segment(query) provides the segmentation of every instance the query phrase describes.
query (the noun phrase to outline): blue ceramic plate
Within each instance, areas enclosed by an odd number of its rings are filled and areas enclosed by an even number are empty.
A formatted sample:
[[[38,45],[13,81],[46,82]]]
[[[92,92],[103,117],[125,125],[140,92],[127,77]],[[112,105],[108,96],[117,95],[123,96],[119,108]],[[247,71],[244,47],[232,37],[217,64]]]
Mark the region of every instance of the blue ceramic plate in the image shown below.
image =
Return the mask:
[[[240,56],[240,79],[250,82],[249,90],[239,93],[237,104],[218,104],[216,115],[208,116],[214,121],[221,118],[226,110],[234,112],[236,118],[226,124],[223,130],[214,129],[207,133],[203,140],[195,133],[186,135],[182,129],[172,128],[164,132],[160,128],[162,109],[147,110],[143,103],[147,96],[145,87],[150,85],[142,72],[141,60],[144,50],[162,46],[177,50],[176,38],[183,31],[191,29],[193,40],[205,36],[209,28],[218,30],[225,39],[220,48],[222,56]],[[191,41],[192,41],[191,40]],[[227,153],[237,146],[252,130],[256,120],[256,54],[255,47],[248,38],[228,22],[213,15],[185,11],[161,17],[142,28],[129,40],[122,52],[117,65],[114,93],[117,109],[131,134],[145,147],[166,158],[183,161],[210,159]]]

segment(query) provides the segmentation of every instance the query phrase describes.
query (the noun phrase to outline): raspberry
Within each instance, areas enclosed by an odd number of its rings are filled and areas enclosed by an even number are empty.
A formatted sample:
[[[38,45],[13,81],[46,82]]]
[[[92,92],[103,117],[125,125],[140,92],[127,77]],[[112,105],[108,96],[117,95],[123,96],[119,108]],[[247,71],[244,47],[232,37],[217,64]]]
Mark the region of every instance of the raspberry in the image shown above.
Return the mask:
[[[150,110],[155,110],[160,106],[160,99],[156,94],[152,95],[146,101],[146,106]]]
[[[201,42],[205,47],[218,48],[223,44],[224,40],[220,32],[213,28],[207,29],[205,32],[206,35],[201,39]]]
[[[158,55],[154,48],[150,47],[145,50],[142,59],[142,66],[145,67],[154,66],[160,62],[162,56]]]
......
Goal: Set out every line of the entries above as a numbered list, omitting blank lines.

Task solution:
1. segment(query) provides the segmentation of every instance the query phrase describes.
2. query (the noun phrase to outline): blue ceramic plate
3. Within each instance, areas enclosed by an odd number of its rings are filled and areas enclosed by an even number are empty.
4. A formatted sample:
5. [[[38,45],[13,81],[46,82]]]
6. [[[92,92],[103,117],[125,125],[140,92],[127,77]],[[112,105],[108,96],[117,95],[123,96],[119,108]],[[247,71],[244,47],[232,37],[217,64]]]
7. Mark the region of every instance of the blue ceramic plate in the image shown below.
8. image =
9. Return the mask:
10. [[[240,56],[240,79],[250,82],[249,90],[239,93],[237,104],[218,104],[216,115],[208,116],[214,121],[221,118],[226,110],[234,112],[236,118],[226,124],[223,130],[214,129],[207,133],[203,140],[195,133],[186,135],[182,129],[172,128],[164,132],[160,128],[162,109],[147,110],[143,103],[147,96],[145,87],[150,85],[142,72],[141,60],[144,50],[162,46],[177,50],[176,38],[183,31],[191,29],[193,40],[205,36],[209,28],[218,30],[225,39],[220,48],[222,56]],[[191,41],[192,41],[191,40]],[[227,153],[237,146],[252,130],[256,120],[256,54],[255,47],[248,38],[228,22],[213,15],[185,11],[161,17],[142,28],[129,40],[122,52],[117,65],[114,93],[117,109],[131,134],[145,147],[166,158],[183,161],[210,159]]]
11. segment(query) provides the segmentation of every instance the query phrase describes.
12. query (the noun phrase to outline): raspberry
13. Within each instance, areas enclosed by an odd number of its rings are filled and areas enclosed by an even number are empty.
14. A formatted sample:
15. [[[38,45],[13,81],[46,82]]]
16. [[[92,92],[103,117],[125,125],[140,92],[127,77]],[[112,105],[108,96],[117,95],[123,96],[119,108]],[[247,71],[244,47],[232,37],[217,64]]]
17. Mark the region of every instance of the raspberry in the image shown above.
18. Return the mask:
19. [[[150,110],[155,110],[160,106],[160,99],[156,94],[152,95],[146,101],[146,106]]]
20. [[[201,42],[205,47],[218,48],[223,44],[224,40],[220,32],[213,28],[207,29],[205,32],[206,35],[201,39]]]
21. [[[158,55],[154,48],[150,47],[145,50],[142,59],[142,66],[145,67],[154,66],[160,62],[162,56]]]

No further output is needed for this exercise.